* REQUIREMENT:
Answer these questions from the review of the film Chef below, one answer per line.
(a) Who directed the film?
(b) What does the chef begin operating after losing his job?
(c) Who plays the ex-wife of Favreau's character?

* SOURCE DOCUMENT:
Directed by: Jon Favreau
Premise: A restaurant chef (Favreau) loses his job and is humiliated when an embarrassing video of his workplace meltdown goes viral on social media. He begins operating a food truck to rebuild his career and mend his relationship with his estranged son.
What Works: Filmmaker Jon Favreau got his start in movies like Swingers and Made in which he performed multiple tasks including actor, writer, and director. These movies were distinguished by snappy dialogue, sharp humor, and a playful but smart filmmaking style. In recent years he made the transition to big budget action movies like Iron Man and Cowboys & Aliens but Chef is a return to form for Favreau. It has many of the qualities that distinguished the filmmaker’s earlier movies but its characters and storytelling are tempered by a much more mature perspective. Chef tells the story of a man whose job has come between him and his family and whose creative ambitions have been thwarted by the commercial demands of his boss. This situation has a lot of reality to it and it’s an effective mid-life crisis premise. Jon Favreau plays the lead role very well. The character could be a typical workaholic movie dad but Favreau is such a likable actor that he inspires empathy from the audience and viewers will want to see him succeed and get his family and his career in order. Emjay Anthony plays his son and the young actor has an effective rapport with Favreau. Chef has a lot riding on the father-son relationship. Since the story doesn’t have much in the way of plot and conflict, the film’s success largely rests on the familial relationship and fortunately Favreau and Anthony are a likeable and watchable pair. John Leguizamo plays a friend who joins the father and son on their journey and Leguizamo is, as always, an effective comic presence. His role could disrupt the father-son journey but instead he enhances it, fulfilling a storytelling function by allowing Favreau and Anthony’s characters credible private time and injecting some humor. The cast also features Sofia Vergara as the ex-wife of Favreau’s character. Vergara isn’t in it very much but the performance is notable because she is so restrained. In most of her roles, especially the television program Modern Family, Vergara plays an obnoxious Hispanic stereotype but in Chef she proves herself capable of playing a dignified and recognizably human character. The central cast of Chef is likeable all around and that is the trait that ultimately defines this movie. It’s very pleasant to watch and the movie leaves the viewer feeling good about themselves and the world.

* SUPPLIED DATA:

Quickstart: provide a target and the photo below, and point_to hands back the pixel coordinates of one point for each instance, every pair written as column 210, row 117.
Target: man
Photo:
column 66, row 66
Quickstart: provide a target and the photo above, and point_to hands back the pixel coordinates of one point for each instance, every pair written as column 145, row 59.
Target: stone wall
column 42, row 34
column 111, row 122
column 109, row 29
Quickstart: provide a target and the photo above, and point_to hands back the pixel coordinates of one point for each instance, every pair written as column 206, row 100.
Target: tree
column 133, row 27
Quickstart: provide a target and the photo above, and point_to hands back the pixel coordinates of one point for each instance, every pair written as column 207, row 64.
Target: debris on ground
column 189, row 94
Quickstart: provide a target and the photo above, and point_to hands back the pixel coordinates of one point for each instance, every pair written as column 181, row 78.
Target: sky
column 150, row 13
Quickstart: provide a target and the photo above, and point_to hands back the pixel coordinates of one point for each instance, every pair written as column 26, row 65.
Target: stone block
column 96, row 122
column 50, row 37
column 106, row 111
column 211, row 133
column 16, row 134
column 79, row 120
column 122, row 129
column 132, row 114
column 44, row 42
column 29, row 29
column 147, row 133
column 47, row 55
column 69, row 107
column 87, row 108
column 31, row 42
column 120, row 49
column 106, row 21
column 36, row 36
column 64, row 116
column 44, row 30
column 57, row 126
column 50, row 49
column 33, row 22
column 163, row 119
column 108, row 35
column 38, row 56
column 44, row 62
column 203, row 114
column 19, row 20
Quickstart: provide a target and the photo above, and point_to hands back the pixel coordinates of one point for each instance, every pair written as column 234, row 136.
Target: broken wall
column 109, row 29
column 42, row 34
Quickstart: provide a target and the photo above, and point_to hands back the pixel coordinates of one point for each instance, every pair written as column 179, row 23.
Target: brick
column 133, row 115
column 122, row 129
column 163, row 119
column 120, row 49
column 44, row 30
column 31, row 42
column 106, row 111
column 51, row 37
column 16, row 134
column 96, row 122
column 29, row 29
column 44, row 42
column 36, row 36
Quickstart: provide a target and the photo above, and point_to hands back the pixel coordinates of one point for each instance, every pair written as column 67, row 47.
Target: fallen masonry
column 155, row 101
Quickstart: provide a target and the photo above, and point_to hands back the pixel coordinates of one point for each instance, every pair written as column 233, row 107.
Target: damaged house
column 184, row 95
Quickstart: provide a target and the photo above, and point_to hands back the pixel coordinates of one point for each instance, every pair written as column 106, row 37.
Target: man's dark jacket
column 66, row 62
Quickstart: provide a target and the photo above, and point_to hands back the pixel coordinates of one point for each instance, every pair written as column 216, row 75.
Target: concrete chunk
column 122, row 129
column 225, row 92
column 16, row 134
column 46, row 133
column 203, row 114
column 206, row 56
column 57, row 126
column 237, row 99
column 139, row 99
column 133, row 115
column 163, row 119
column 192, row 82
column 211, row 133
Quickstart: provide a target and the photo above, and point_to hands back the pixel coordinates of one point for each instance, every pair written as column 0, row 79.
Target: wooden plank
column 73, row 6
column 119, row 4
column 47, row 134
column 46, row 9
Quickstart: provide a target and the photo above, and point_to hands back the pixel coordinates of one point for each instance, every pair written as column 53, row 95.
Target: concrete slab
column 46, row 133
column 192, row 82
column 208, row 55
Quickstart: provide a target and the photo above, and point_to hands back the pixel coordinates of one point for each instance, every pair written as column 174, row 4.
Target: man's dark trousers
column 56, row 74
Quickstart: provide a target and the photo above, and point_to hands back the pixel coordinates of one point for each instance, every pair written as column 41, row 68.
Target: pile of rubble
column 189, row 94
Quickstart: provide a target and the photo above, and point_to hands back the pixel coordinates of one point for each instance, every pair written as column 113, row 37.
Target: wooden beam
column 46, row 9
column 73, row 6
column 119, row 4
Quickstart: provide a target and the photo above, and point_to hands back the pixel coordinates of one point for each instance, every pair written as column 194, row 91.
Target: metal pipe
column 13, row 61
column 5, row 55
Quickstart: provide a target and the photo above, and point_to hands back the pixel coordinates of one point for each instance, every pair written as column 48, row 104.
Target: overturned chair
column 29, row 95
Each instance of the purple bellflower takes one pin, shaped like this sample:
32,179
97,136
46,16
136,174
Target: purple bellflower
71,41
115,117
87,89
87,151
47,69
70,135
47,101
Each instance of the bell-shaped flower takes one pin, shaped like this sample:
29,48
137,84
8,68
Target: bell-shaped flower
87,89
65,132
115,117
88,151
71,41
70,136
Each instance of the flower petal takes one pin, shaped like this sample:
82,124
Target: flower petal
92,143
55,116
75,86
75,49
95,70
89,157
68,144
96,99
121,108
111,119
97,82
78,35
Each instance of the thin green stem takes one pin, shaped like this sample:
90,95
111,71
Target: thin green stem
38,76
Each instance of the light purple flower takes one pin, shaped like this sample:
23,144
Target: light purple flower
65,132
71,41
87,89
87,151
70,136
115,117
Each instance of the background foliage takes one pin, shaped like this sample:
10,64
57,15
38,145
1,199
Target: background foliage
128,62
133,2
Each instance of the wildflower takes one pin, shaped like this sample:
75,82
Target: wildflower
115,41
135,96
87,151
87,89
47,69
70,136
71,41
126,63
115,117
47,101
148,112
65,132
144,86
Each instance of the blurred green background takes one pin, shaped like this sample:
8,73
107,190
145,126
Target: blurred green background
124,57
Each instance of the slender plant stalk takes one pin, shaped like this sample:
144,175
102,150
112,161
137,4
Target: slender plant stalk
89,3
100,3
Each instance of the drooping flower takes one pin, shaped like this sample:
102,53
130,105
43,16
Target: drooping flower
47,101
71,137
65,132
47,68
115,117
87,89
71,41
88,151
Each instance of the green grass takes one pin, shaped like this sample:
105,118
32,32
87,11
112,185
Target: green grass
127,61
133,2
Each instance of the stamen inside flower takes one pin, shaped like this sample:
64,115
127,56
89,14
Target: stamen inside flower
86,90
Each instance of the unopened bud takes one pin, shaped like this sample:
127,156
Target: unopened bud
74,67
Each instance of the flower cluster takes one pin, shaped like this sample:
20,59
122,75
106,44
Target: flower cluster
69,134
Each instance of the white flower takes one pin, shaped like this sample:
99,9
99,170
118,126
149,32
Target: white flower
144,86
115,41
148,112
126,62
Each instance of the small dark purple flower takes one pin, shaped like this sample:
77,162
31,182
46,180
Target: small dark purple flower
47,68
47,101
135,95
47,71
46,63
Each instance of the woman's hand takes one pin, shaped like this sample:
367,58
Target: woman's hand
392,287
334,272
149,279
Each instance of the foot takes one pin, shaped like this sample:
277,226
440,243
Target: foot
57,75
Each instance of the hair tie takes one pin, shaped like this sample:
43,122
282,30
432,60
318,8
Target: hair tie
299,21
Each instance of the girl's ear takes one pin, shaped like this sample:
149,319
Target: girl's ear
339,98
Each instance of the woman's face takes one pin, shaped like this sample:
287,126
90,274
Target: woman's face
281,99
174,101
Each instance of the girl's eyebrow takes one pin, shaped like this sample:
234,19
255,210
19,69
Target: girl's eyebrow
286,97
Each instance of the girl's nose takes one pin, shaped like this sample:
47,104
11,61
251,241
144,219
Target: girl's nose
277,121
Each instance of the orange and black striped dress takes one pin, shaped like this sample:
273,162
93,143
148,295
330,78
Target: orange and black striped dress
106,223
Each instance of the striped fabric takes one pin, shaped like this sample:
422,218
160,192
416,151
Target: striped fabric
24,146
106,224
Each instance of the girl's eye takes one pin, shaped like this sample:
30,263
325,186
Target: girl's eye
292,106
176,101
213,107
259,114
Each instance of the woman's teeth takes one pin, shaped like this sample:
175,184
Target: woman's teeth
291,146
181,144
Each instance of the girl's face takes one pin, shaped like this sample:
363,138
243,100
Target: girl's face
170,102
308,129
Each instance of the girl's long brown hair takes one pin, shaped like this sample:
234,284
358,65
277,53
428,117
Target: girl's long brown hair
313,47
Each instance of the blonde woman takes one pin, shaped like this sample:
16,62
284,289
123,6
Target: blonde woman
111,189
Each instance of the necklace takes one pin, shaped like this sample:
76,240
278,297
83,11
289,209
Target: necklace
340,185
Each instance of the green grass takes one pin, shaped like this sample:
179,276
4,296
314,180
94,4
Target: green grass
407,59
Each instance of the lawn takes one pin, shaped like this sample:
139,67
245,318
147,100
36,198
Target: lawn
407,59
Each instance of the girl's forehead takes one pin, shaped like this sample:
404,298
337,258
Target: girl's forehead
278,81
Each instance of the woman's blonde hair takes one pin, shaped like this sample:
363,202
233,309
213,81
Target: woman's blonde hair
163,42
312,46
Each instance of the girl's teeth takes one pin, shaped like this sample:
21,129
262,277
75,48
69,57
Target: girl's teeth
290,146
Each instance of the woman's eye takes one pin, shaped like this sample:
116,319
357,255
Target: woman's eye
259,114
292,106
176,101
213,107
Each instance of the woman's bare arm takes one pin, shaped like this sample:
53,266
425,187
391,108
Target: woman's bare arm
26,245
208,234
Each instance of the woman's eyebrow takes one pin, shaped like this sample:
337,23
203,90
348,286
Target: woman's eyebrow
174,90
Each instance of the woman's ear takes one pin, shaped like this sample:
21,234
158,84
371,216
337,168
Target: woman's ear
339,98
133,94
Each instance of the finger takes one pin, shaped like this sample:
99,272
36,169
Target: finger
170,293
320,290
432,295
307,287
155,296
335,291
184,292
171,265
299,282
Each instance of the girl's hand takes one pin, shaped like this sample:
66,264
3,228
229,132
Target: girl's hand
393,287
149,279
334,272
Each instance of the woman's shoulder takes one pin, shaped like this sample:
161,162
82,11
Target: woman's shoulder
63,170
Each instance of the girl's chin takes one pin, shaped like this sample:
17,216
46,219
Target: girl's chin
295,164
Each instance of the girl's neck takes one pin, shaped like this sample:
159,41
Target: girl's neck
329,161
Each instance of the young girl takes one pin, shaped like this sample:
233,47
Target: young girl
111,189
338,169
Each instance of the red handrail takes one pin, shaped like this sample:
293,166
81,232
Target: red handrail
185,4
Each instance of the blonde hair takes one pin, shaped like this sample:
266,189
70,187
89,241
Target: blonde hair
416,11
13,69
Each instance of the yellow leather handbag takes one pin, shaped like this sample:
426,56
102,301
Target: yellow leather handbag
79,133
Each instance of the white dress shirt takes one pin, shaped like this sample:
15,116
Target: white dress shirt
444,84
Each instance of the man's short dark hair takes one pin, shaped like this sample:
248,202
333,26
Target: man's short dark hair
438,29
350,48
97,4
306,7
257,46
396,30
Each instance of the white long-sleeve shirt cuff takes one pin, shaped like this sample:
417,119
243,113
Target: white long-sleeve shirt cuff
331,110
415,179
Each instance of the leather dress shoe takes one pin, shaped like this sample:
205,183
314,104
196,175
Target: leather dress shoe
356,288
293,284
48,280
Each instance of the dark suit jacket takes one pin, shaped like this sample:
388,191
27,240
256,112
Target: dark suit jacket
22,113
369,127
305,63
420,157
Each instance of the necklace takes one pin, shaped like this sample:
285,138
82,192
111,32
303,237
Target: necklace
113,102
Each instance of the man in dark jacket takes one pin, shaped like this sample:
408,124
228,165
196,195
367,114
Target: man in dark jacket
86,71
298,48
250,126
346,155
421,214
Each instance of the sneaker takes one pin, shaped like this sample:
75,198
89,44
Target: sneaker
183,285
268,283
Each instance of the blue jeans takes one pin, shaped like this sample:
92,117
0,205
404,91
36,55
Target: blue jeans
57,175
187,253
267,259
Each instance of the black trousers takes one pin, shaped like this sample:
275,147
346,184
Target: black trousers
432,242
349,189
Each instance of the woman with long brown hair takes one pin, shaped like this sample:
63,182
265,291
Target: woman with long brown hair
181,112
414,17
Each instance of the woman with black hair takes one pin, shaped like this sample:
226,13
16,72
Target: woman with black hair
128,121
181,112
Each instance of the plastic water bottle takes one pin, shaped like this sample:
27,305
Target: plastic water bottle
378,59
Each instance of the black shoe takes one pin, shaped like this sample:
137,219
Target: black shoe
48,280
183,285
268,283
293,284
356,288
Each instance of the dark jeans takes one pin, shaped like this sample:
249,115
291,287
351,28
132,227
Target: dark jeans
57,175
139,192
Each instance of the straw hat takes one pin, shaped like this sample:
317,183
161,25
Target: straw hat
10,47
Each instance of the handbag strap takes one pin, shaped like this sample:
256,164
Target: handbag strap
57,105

* ANSWER SECTION:
(a) Jon Favreau
(b) A food truck
(c) Sofia Vergara